-- What to do --
Reproduce verbatim the span of rows that starts with the line containing "bus front headlight" and ends with the line containing "[326,335,378,356]", including both of those lines.

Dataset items
____________________
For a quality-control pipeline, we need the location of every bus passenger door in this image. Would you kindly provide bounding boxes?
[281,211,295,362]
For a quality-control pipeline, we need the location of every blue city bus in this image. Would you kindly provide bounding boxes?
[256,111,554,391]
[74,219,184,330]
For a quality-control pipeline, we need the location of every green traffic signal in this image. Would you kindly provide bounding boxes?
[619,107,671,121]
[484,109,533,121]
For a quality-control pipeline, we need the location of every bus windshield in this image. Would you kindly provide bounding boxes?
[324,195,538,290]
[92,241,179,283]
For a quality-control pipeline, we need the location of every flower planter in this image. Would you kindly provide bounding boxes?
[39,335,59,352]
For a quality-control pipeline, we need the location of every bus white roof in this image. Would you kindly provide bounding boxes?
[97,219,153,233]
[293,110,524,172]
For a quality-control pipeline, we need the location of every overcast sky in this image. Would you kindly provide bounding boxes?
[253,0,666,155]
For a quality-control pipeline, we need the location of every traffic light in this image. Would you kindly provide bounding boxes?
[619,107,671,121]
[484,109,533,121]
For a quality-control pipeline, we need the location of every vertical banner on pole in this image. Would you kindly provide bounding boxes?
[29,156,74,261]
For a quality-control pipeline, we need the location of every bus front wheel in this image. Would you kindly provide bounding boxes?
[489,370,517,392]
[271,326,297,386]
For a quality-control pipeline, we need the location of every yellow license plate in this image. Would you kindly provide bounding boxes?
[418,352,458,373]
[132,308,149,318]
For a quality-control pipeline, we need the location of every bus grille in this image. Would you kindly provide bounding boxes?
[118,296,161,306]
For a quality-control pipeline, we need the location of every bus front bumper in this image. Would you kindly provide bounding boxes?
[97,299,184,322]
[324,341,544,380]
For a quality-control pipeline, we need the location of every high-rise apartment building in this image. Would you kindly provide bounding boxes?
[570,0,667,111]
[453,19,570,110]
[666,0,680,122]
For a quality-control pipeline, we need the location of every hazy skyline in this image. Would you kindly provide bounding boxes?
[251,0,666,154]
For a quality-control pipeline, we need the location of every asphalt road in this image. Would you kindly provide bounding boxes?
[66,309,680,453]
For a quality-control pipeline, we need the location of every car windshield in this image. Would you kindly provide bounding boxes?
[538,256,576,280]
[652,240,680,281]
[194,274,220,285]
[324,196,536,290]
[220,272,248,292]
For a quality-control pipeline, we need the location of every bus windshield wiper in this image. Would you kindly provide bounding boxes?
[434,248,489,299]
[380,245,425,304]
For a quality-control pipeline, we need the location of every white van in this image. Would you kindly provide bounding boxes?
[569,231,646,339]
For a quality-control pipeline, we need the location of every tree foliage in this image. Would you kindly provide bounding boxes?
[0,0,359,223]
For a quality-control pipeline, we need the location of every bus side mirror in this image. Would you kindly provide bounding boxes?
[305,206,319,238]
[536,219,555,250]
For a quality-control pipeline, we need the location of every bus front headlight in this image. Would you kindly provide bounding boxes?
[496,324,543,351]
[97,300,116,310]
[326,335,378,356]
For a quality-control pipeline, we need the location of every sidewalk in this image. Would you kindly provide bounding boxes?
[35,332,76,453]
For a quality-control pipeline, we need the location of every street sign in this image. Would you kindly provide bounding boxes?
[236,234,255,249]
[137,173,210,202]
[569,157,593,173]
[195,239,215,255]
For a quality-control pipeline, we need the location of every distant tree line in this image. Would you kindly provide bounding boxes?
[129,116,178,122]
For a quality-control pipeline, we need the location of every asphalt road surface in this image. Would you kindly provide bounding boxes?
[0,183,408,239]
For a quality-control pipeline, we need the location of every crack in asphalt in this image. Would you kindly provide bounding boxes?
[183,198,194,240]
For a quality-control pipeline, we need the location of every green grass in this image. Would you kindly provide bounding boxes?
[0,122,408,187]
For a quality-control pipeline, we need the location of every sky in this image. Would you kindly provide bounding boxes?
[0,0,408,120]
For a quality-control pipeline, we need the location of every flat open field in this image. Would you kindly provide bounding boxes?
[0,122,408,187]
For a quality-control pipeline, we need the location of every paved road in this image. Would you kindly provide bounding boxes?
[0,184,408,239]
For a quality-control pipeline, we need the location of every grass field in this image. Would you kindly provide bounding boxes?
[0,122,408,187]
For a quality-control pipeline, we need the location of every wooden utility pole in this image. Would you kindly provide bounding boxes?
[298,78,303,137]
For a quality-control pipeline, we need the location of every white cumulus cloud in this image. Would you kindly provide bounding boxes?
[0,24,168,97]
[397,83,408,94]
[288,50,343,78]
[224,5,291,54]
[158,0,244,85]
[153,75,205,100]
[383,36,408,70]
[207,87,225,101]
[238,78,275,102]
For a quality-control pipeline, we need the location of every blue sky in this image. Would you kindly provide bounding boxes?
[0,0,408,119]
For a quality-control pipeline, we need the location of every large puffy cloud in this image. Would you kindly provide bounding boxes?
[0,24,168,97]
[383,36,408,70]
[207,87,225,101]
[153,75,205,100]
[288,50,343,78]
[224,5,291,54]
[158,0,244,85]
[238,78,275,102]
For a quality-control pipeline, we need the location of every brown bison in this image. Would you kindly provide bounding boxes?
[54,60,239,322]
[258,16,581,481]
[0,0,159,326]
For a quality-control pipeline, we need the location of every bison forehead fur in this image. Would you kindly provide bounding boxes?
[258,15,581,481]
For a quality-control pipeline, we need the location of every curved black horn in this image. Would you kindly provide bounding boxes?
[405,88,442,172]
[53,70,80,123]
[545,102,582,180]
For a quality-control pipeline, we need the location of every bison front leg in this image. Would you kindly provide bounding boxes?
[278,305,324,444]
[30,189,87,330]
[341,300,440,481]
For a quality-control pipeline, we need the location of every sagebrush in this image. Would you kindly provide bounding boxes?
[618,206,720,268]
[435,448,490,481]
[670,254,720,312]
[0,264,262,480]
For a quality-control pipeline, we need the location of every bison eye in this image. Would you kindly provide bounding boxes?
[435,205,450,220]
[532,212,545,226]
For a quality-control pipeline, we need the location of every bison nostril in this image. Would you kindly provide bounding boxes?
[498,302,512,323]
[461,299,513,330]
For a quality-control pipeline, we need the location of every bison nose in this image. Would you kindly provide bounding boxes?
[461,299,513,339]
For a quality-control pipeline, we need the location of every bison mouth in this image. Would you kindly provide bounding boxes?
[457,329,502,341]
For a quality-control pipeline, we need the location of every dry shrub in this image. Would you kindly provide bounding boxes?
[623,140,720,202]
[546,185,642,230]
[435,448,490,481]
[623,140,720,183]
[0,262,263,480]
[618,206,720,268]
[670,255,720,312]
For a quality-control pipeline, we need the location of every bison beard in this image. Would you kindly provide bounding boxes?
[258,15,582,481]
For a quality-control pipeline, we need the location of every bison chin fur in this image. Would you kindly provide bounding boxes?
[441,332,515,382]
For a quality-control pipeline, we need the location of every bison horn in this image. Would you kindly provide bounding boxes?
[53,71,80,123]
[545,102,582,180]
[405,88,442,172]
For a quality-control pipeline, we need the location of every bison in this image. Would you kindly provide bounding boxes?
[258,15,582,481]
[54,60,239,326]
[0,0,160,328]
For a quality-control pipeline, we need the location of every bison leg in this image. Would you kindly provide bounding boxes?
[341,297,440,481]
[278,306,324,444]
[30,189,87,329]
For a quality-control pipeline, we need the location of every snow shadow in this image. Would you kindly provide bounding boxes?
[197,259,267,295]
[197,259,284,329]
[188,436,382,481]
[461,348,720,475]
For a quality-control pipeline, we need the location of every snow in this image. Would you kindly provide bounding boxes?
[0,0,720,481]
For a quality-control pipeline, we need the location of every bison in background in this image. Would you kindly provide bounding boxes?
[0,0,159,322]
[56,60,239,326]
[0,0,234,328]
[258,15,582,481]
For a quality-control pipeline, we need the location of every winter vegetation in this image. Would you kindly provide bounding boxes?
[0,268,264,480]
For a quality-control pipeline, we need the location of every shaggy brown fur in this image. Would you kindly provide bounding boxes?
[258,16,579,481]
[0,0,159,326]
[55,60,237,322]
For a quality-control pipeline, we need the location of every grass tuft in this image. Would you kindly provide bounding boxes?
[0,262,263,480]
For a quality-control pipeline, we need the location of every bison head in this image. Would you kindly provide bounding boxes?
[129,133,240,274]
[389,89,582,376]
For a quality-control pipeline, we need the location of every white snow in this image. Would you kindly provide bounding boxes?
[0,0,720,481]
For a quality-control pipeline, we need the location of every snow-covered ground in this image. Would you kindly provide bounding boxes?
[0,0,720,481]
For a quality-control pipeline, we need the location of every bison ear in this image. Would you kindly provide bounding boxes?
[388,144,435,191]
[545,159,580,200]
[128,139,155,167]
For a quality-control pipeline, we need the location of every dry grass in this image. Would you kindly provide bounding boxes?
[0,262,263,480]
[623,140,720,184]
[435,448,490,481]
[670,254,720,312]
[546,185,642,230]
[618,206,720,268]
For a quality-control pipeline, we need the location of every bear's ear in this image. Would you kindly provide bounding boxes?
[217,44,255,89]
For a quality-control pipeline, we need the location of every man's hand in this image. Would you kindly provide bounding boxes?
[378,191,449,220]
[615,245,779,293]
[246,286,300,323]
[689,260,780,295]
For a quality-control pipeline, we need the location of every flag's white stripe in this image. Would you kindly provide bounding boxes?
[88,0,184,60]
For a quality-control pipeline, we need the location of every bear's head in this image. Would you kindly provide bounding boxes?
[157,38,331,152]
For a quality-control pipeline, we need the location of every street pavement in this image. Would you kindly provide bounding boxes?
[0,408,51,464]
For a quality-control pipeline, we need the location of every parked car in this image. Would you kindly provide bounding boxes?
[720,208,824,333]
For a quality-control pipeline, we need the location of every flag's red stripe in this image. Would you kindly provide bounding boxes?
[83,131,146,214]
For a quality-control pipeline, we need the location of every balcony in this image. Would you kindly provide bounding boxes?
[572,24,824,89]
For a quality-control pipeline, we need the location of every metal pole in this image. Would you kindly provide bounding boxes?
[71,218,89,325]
____________________
-- Answer in full --
For a quality-control pipeline, we need the location of every bus front headlight in this image. Would you kindly provide bounding boxes?
[496,324,543,351]
[97,300,116,310]
[326,335,378,356]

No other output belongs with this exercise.